Text shown
==========

Gustaf-C / anki-chinese-support-3

Anki add-on providing support for Chinese study
https://ankiweb.net/shared/info/1752008591
GNU General Public License v3.0
25 stars 7 forks source link

Clicking the "Color" field in the card editor causes the "Pinyin" field's coloring to incorrectly change #55

Open Jacobinski opened 5 months ago

Jacobinski commented 5 months ago

Describe the bug

For certain words, such as 宾馆 and 可能, the extension will generate a correctly colored set of pinyin initially, but if the user clicks onto the "Color" field in the card (maybe other fields reproduce this too?), the pinyin coloring will incorrectly change. Please find two demonstration videos attached below.

https://github.com/Gustaf-C/anki-chinese-support-3/assets/14207293/7c20bde3-d591-4abd-ab51-7cd42cc4d04d

https://github.com/Gustaf-C/anki-chinese-support-3/assets/14207293/81cf701b-99c7-4306-9446-e25a28a609ce

Reproduction

  1. Install the Chinese Support 3 add-on and disable all other add-ons. Perform the standard setup procedures from the README document in this GitHub repo to add a Chinese (Basic) card-type to your Anki.
  2. Create a new Chinese (Basic) card, enable Chinese Support V3, then copy-and-paste 可能 into the Hanzi field. It should auto-populate the other card fields.
  3. Expand the Pinyin HTML and verify that it is <span class="tone3">kě</span><span class="tone3">yǐ</span> <!-- ke yi -->
  4. While having the Pinyin HTML expanded, click on the Color field and observe that the Pinyin HTML incorrectly changes to <span class="tone3">kěn</span><span class="tone2">éng</span> <!-- ken eng -->

Expected behavior

The Pinyin does not change into an incorrect version of itself.

Specs

Jacobinski commented 5 months ago

There is an interesting unit test, called test_issue_78, in the code which seems to be checking for something similar to my issue. Here is the bug-report associated with the test: https://github.com/luoliyan/chinese-support-redux/issues/78.

https://github.com/Gustaf-C/anki-chinese-support-3/blob/42af60260d313e7c3c5db2ebabff7495e3e9ed67/tests/test_behavior.py#L37-L48

It's not clear to me that this ever was "correctly" fixed. Running a Git Blame on the test shows that it was added in https://github.com/luoliyan/chinese-support-redux/commit/7a88d51a1ff663a01e05244bead2b7eabd0b670d which seems to be a hack to workaround the issue.

Jacobinski commented 5 months ago

This issue can be reproduced by adding the following new unit test to the class FormatPinyin(Base) in test_behavior.py.

    def test_issue_55(self):
        note = {'Hanzi': '可能', 'Pinyin': 'kěnéng'}
        expected = (
            '<span class="tone3">kě</span>'
            '<span class="tone2">néng</span> '
            '<!-- ke neng -->'
        )
        reformat_transcript(note, 'pinyin', 'pinyin')
        self.assertEqual(note['Pinyin'], expected)
        reformat_transcript(note, 'pinyin', 'pinyin')
        self.assertEqual(note['Pinyin'], expected)

==========

To-do list
- A) List the section headings in the first comment of the issue thread.
- B) Repeat the stretch of the issue thread from "Anki add-on providing" through "videos attached below.".
Rely only on the issue thread.

==========

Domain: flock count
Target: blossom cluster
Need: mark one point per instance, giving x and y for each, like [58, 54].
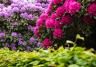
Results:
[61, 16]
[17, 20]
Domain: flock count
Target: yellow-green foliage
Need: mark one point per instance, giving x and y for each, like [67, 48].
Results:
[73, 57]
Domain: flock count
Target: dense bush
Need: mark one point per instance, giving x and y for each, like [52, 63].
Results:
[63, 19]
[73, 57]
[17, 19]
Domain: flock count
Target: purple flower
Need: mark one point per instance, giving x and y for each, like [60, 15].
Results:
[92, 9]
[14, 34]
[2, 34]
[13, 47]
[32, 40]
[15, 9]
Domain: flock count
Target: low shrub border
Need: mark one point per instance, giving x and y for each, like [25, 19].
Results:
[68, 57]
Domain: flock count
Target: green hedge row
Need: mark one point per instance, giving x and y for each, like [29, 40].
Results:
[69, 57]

==========

Replies
- A)
Describe the bug
Reproduction
Expected behavior
Specs

- B)
Anki add-on providing support for Chinese study
https://ankiweb.net/shared/info/1752008591
GNU General Public License v3.0
25 stars 7 forks source link

Clicking the "Color" field in the card editor causes the "Pinyin" field's coloring to incorrectly change #55

Open Jacobinski opened 5 months ago

Jacobinski commented 5 months ago

Describe the bug

For certain words, such as 宾馆 and 可能, the extension will generate a correctly colored set of pinyin initially, but if the user clicks onto the "Color" field in the card (maybe other fields reproduce this too?), the pinyin coloring will incorrectly change. Please find two demonstration videos attached below.